## GOAL OF THE EXERCISE
Start at the line below containing "[(1090, 532), (884, 554), (897, 93)]" and stop at the line containing "[(230, 396), (385, 389), (339, 549)]". Repeat every line of that stretch exactly, and nothing outside it.

## Records drawn from a dataset
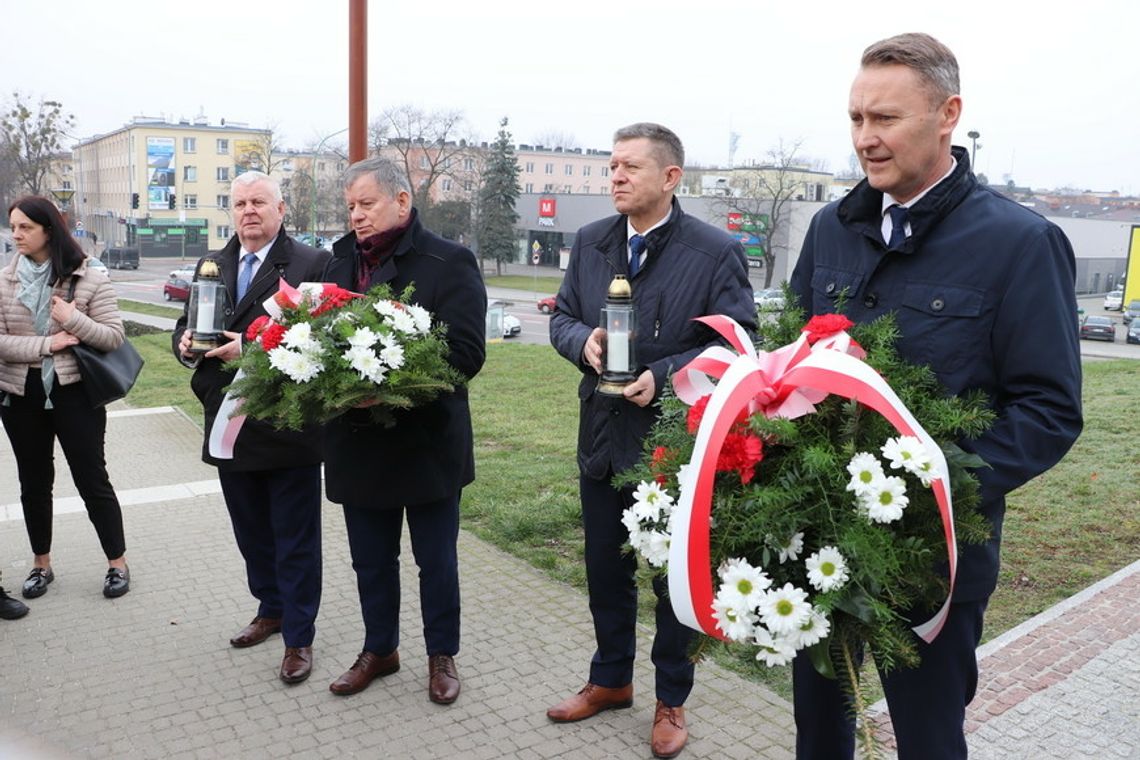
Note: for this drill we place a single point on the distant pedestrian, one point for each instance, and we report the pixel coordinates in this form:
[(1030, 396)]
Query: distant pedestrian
[(43, 395), (960, 266)]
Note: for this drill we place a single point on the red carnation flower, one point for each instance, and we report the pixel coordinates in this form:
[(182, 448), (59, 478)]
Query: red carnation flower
[(273, 336), (821, 326), (255, 327)]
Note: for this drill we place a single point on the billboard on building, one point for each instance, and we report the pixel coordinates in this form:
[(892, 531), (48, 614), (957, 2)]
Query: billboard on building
[(160, 169)]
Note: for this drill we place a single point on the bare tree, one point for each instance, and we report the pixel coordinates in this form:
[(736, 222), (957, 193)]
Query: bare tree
[(32, 138), (760, 196), (429, 145)]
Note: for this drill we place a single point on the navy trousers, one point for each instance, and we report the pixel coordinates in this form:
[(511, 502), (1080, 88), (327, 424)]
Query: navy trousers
[(276, 516), (927, 703), (610, 578), (374, 540)]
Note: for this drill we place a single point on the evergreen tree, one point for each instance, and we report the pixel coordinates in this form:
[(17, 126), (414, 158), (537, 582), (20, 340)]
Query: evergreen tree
[(497, 196)]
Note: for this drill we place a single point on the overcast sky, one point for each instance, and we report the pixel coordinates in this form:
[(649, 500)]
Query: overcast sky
[(1052, 87)]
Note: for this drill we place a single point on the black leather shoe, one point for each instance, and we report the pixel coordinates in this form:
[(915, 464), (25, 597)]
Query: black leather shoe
[(116, 582), (10, 609), (37, 583)]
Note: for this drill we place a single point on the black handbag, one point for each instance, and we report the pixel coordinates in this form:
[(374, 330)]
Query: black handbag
[(107, 375)]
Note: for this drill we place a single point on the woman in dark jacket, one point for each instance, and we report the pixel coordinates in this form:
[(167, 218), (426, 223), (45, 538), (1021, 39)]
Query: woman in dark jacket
[(43, 397)]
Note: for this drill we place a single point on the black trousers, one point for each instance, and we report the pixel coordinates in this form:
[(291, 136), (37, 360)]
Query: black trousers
[(927, 703), (276, 517), (32, 431), (610, 578), (374, 540)]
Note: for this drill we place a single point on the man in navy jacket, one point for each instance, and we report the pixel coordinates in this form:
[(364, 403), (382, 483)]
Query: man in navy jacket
[(962, 268), (680, 268), (418, 466)]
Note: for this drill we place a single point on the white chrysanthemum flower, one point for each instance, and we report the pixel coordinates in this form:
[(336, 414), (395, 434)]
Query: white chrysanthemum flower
[(773, 651), (739, 578), (886, 504), (298, 336), (783, 610), (827, 569), (812, 632), (791, 548), (299, 367), (392, 356), (865, 472), (904, 452), (733, 617), (364, 337), (421, 318), (657, 552)]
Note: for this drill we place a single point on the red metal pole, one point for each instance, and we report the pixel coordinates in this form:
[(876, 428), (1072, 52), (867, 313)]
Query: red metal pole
[(358, 80)]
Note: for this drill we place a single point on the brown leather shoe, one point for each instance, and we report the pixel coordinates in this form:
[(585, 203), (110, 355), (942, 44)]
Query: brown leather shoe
[(296, 663), (257, 631), (442, 679), (669, 732), (364, 670), (591, 701)]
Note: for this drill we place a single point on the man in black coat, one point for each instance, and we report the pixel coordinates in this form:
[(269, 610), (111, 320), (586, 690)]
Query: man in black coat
[(420, 465), (271, 479), (680, 268)]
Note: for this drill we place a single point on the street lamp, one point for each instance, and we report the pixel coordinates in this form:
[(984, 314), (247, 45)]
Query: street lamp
[(974, 135), (312, 176)]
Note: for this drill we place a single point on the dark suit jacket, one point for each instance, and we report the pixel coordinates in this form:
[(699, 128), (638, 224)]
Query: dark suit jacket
[(259, 446), (429, 454)]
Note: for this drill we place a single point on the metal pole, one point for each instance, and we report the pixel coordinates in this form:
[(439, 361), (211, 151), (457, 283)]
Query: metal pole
[(358, 80)]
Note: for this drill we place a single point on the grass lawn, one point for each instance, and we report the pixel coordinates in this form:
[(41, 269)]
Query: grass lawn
[(1072, 526)]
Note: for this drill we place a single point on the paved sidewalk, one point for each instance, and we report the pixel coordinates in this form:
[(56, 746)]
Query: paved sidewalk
[(152, 676)]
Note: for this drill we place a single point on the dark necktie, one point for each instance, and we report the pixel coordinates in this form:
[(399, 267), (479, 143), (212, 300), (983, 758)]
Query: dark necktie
[(245, 275), (636, 247), (897, 227)]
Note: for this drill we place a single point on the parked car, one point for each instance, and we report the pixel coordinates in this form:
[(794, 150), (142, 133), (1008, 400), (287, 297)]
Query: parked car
[(177, 286), (768, 299), (121, 258), (1098, 328)]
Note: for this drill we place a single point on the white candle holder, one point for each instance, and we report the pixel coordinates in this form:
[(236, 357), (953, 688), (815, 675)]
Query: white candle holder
[(619, 361), (208, 308)]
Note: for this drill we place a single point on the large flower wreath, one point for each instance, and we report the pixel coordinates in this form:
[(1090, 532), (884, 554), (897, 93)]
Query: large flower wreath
[(325, 350), (813, 482)]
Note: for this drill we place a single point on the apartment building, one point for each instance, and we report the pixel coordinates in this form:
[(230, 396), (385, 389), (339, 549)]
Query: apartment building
[(163, 186)]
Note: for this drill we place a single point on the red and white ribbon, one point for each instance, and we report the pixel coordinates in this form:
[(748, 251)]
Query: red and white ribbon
[(783, 383)]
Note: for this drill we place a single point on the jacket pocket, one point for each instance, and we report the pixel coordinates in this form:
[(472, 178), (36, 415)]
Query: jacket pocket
[(829, 284)]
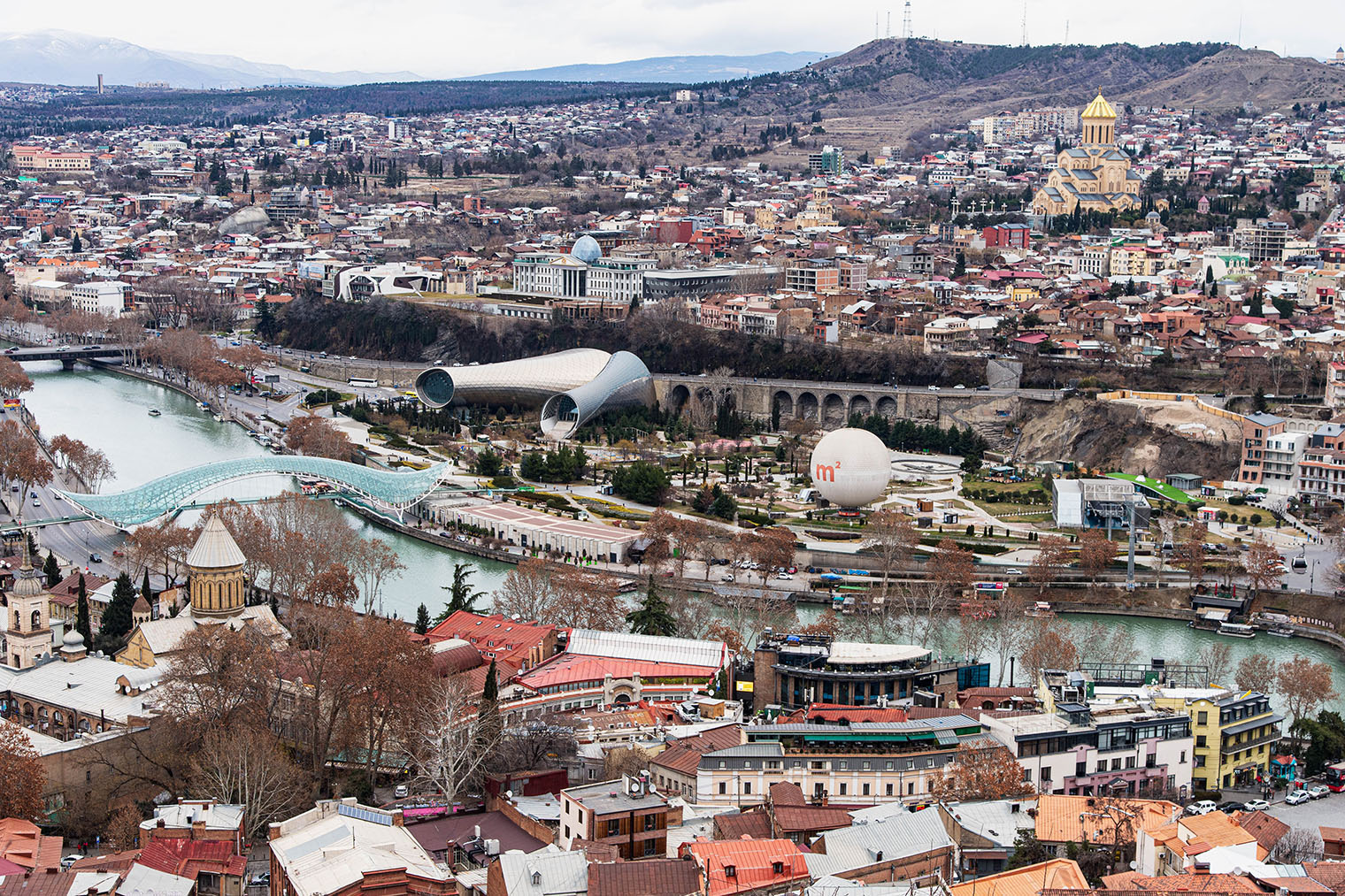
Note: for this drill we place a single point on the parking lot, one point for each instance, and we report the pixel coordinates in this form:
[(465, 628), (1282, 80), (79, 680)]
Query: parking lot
[(1329, 810)]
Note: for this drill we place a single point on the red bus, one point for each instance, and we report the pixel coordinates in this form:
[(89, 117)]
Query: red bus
[(1336, 777)]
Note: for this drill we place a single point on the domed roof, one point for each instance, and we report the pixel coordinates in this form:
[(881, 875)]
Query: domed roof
[(215, 549), (1099, 108), (587, 249)]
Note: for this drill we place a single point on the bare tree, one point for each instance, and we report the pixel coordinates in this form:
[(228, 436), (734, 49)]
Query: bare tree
[(243, 764), (1298, 845), (1257, 673), (448, 741)]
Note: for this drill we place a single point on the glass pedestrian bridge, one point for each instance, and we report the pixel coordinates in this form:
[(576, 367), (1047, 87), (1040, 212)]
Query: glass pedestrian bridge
[(162, 497)]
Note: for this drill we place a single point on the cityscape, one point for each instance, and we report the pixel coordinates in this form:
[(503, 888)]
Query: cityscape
[(695, 467)]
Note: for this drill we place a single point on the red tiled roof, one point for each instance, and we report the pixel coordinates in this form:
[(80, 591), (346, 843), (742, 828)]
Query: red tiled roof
[(647, 877), (25, 845), (753, 823), (190, 857), (750, 862), (576, 669)]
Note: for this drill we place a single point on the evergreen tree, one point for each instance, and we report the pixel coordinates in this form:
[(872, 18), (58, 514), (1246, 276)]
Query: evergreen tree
[(82, 623), (460, 593), (488, 710), (116, 617), (51, 570), (652, 616)]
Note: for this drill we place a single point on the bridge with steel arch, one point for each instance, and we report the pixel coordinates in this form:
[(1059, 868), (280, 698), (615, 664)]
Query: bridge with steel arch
[(162, 497)]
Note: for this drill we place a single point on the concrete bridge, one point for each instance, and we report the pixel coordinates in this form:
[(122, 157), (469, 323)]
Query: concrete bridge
[(832, 404), (67, 356)]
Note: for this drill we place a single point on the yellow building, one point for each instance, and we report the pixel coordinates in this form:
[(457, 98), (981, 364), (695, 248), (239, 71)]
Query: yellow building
[(1235, 736), (1093, 177)]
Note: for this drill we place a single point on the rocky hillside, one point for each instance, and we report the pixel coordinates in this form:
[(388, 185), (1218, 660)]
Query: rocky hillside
[(889, 90), (1112, 436)]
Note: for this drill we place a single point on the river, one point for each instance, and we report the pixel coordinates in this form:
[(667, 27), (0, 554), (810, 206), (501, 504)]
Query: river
[(111, 412)]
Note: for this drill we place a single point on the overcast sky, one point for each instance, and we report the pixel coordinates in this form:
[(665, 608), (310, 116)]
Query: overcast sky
[(447, 38)]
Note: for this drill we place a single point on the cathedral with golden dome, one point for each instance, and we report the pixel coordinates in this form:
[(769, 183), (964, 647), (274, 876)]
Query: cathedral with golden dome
[(1093, 177)]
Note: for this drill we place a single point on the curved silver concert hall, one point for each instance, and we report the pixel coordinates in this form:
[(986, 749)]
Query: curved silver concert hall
[(571, 387)]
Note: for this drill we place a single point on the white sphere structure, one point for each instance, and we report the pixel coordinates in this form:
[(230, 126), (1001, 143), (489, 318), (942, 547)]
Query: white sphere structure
[(850, 467)]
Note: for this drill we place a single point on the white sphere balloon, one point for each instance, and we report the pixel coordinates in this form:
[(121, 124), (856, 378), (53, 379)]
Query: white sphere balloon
[(850, 467)]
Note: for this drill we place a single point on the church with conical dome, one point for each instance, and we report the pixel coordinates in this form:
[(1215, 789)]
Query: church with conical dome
[(1093, 177), (217, 596)]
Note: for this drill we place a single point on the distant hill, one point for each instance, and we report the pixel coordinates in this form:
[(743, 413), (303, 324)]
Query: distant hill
[(69, 58), (666, 69), (889, 90)]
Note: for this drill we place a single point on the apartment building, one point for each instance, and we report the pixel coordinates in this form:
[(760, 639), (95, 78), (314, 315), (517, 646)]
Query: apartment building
[(1257, 429), (812, 275), (628, 814), (1280, 462), (38, 159), (1098, 748), (869, 762), (1235, 735)]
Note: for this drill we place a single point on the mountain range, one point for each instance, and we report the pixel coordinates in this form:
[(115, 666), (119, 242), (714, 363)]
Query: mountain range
[(75, 59), (666, 69)]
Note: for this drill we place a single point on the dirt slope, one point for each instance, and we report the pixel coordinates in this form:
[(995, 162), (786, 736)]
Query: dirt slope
[(1112, 436)]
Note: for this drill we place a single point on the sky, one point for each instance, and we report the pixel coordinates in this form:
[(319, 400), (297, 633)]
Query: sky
[(450, 38)]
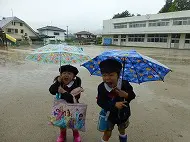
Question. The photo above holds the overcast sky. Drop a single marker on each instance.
(77, 14)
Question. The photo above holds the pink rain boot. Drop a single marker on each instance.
(76, 136)
(62, 136)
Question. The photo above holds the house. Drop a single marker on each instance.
(17, 28)
(85, 35)
(164, 30)
(54, 33)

## ANSWER BELOW
[(1090, 532), (884, 554), (897, 93)]
Query: large flower wreath
[(325, 350), (813, 482)]
Note: for this drill we place a single point on the apartment building, one point for each instance, and we report the pixel coordinates in this form:
[(230, 396), (385, 389), (339, 549)]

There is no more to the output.